## begin Data listing

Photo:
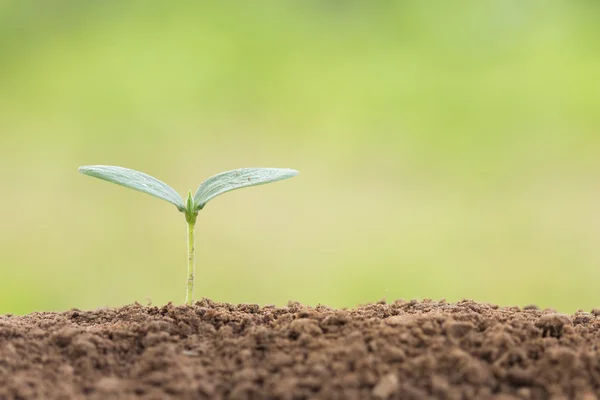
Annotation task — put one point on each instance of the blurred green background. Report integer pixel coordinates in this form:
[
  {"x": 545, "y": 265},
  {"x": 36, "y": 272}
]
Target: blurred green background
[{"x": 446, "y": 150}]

## end Data listing
## begin Data listing

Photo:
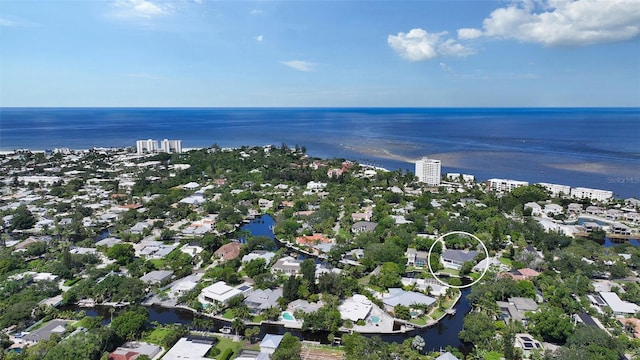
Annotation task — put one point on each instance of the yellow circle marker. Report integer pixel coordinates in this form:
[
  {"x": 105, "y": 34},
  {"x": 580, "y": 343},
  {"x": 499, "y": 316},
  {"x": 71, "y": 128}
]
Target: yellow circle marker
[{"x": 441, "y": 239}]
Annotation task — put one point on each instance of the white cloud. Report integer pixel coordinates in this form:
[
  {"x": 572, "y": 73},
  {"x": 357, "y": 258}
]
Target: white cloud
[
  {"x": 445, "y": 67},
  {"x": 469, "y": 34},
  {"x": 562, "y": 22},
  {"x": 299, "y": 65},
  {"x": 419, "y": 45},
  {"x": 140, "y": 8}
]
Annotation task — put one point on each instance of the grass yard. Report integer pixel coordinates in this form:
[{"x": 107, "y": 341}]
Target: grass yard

## end Data listing
## begin Data listing

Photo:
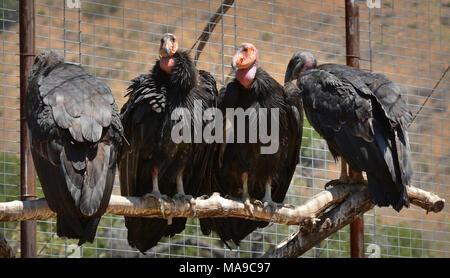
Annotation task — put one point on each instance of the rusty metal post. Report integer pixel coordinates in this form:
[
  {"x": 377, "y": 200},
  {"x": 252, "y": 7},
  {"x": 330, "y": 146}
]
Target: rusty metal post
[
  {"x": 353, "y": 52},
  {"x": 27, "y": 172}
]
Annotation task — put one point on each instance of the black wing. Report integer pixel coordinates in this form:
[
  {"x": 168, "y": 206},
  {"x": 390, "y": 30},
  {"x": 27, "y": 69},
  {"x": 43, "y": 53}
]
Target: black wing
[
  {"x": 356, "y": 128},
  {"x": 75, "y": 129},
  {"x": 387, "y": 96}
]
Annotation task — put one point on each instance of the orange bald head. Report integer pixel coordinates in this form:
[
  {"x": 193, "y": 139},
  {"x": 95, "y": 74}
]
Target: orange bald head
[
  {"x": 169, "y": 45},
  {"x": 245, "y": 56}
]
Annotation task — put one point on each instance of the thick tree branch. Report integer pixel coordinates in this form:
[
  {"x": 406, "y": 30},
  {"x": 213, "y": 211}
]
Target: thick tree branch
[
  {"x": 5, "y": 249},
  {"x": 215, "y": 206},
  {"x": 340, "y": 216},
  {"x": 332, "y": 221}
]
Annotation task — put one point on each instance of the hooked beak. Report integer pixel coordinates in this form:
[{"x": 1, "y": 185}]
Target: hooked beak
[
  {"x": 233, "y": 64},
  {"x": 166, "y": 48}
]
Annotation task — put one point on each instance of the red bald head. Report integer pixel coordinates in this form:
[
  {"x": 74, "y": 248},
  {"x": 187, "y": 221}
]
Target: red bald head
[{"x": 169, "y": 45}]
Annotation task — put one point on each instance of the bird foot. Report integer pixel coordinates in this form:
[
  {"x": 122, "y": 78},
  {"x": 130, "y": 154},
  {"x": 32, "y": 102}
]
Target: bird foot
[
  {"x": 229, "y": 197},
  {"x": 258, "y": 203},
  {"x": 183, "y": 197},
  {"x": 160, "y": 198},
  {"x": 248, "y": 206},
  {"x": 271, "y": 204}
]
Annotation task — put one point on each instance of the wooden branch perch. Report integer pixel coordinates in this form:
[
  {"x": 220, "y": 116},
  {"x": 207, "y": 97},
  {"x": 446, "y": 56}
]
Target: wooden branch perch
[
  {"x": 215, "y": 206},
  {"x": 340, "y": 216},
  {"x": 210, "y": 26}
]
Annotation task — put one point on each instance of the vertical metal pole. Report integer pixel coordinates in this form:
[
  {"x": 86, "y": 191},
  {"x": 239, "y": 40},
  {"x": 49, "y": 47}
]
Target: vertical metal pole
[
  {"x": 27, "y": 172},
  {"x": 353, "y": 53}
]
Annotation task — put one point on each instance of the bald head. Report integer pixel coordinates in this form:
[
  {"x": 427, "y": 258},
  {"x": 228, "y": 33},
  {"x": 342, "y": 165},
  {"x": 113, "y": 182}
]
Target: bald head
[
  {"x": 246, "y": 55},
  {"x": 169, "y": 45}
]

## end Data listing

Your objective:
Update the lines from the line with "of the grass" to the line with "Target: grass yard" by putting "lawn" wherever "grass yard" appears, leaving everything else unchanged. Return only those lines.

Task response:
Annotation task — put one point on each instance of the lawn. Report integer pixel coordinates in this form:
[{"x": 107, "y": 341}]
Target: lawn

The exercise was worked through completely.